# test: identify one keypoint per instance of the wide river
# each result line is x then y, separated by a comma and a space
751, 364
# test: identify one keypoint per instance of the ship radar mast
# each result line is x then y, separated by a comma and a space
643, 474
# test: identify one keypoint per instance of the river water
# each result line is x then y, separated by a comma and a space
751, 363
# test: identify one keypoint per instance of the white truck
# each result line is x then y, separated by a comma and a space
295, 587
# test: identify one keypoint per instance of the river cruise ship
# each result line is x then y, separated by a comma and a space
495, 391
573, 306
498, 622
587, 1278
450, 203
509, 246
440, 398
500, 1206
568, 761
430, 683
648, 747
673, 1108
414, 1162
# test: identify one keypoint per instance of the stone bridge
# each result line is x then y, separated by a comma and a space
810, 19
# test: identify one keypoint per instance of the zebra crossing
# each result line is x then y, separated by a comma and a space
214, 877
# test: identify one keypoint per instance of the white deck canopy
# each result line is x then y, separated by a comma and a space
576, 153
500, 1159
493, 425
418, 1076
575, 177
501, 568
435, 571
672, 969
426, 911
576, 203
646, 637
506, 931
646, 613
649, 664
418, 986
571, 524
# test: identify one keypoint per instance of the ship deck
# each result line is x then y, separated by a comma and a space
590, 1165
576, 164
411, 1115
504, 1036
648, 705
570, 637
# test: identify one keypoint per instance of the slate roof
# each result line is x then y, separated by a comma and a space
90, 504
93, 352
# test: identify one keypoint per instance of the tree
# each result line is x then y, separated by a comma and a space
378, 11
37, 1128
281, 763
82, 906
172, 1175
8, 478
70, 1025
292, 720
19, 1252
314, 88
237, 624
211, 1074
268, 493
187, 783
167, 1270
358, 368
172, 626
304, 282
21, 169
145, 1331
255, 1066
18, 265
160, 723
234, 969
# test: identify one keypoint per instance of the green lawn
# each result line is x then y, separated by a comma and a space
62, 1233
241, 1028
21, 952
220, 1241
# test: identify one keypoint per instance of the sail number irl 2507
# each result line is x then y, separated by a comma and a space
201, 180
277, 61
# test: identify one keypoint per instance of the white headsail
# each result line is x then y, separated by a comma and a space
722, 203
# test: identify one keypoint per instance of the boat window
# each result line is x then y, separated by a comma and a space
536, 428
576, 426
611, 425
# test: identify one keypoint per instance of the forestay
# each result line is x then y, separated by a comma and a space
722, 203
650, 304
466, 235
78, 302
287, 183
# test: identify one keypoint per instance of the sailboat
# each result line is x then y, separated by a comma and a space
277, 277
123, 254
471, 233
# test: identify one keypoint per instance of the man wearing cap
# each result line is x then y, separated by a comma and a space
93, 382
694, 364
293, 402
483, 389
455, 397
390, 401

--

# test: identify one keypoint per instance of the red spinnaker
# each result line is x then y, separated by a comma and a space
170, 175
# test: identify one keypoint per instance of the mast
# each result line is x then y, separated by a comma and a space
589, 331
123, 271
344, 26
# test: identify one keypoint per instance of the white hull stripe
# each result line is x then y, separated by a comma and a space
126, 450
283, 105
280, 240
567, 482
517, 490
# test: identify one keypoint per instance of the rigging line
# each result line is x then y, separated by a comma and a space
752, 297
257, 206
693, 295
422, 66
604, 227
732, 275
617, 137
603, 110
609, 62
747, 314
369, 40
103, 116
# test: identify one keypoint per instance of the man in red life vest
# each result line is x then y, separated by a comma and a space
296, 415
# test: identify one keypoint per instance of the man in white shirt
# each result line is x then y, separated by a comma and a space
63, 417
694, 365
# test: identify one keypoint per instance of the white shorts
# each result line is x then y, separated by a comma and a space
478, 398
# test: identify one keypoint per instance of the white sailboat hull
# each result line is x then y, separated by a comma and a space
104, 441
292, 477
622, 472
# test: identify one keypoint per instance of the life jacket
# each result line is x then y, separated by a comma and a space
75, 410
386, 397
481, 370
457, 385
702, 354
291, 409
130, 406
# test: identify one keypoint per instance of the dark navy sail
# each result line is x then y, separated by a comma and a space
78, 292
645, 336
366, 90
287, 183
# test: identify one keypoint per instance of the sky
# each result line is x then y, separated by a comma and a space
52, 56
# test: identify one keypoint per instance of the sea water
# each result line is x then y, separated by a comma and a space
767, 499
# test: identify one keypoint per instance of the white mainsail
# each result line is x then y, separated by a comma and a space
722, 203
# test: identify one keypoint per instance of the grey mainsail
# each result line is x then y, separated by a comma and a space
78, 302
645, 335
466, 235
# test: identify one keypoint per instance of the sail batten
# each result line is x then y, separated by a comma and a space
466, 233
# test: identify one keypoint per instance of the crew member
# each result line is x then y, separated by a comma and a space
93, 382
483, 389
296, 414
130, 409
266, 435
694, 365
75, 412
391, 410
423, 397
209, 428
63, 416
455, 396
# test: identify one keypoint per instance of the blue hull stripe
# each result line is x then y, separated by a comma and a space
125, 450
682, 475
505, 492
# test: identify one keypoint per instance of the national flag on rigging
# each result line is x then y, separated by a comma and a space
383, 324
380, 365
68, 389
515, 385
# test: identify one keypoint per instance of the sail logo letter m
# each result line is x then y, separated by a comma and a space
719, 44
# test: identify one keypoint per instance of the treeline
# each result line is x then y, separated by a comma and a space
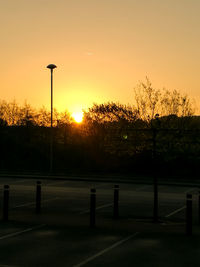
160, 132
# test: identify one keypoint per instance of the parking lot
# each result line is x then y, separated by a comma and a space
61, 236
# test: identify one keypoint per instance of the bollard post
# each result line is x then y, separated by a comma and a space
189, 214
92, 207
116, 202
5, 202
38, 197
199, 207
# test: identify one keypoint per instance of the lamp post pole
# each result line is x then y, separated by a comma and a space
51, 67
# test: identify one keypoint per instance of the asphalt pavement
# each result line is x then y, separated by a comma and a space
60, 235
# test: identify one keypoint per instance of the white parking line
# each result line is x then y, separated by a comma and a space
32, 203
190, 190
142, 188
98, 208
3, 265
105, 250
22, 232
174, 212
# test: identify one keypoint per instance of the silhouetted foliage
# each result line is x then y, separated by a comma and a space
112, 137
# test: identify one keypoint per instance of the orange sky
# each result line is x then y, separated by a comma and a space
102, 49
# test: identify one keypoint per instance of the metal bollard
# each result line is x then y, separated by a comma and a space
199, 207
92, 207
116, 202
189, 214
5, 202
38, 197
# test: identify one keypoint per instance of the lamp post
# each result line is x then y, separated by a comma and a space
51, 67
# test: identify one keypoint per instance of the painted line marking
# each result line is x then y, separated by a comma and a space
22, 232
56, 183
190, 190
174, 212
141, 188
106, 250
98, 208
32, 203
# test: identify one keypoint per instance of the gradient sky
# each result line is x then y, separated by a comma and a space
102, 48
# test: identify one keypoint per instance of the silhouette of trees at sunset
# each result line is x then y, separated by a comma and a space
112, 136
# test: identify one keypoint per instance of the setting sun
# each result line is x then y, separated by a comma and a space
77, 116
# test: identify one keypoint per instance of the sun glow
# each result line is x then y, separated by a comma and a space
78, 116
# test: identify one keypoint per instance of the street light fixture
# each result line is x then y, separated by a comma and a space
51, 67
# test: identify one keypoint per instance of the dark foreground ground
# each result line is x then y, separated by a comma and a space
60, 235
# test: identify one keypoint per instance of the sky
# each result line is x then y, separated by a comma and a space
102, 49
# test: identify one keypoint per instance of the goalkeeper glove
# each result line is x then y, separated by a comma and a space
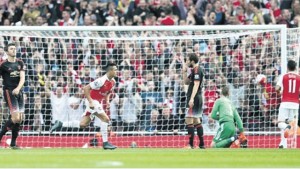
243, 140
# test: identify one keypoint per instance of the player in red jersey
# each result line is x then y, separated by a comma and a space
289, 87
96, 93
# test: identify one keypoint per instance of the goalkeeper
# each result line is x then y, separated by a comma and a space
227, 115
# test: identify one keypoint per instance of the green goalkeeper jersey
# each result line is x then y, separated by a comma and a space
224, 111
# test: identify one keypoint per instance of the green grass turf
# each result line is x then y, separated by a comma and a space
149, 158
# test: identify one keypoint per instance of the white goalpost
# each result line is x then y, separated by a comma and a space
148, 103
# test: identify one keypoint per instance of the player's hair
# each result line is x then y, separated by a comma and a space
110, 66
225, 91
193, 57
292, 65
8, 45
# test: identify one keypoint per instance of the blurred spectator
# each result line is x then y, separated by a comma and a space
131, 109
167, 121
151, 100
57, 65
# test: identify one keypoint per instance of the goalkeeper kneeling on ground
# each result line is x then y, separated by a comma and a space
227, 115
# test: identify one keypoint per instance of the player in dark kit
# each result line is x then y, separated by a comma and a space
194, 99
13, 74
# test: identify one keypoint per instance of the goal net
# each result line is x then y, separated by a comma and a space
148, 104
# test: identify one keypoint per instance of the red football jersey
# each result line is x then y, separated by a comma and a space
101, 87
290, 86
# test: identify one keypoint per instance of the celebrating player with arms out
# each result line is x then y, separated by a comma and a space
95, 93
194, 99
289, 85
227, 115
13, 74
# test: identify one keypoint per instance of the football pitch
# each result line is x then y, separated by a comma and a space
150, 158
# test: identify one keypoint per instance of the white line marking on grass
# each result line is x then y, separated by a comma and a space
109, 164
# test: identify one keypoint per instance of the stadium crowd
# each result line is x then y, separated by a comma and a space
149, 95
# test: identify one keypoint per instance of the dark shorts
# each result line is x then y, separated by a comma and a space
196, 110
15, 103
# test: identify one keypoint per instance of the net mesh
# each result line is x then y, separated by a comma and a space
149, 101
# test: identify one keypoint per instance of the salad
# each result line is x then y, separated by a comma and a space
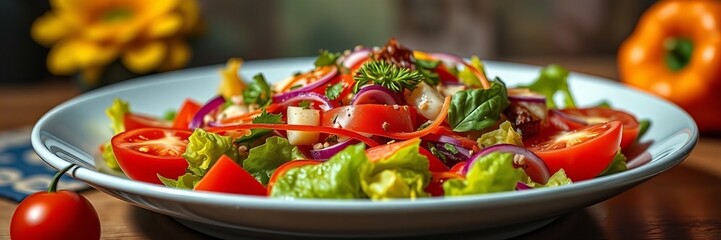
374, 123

§ **PROMPT**
Count the lines in the entries above that contain "bollard", matching case exactly, and give only that number.

§ **FINAL ANSWER**
2